** begin ITEMS **

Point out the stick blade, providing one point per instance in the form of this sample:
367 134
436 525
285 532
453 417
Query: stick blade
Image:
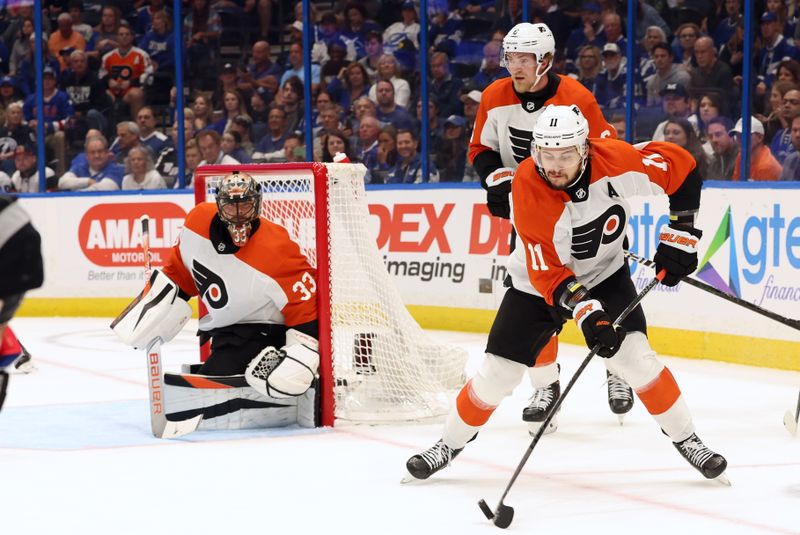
503 516
790 423
485 509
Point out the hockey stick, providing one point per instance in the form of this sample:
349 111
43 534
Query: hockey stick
789 322
790 421
161 426
504 514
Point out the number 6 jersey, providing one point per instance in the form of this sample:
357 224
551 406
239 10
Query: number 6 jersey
579 231
268 280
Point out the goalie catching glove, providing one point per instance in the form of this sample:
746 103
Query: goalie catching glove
594 322
285 372
677 252
498 188
158 312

** end ITEMS **

_WHAT NEEDS TO BE DONE_.
Rewrite all of the material above, substituting "Target" for every "Query" and leaving everything else unchanged. Omit the pictures.

_WRITTEN RESPONSE_.
Point out the stick blade, providing one point per instance in the form of this sample:
367 134
436 525
285 532
453 417
Target: stick blade
Image:
503 516
790 423
485 509
Point out the hockey stick, providing one point per instance in the form of this sample:
349 111
43 534
Target: hockey stick
789 322
790 421
161 426
504 514
Point out the number 6 jersey, providing one point per instance in the form of this sample:
357 224
551 406
239 10
Target: number 6 jersey
579 231
268 280
Point out the goalie catching glove, providing one point per instance in the form of this sample:
746 103
Target: goalie catching glove
594 322
285 372
677 252
498 188
158 312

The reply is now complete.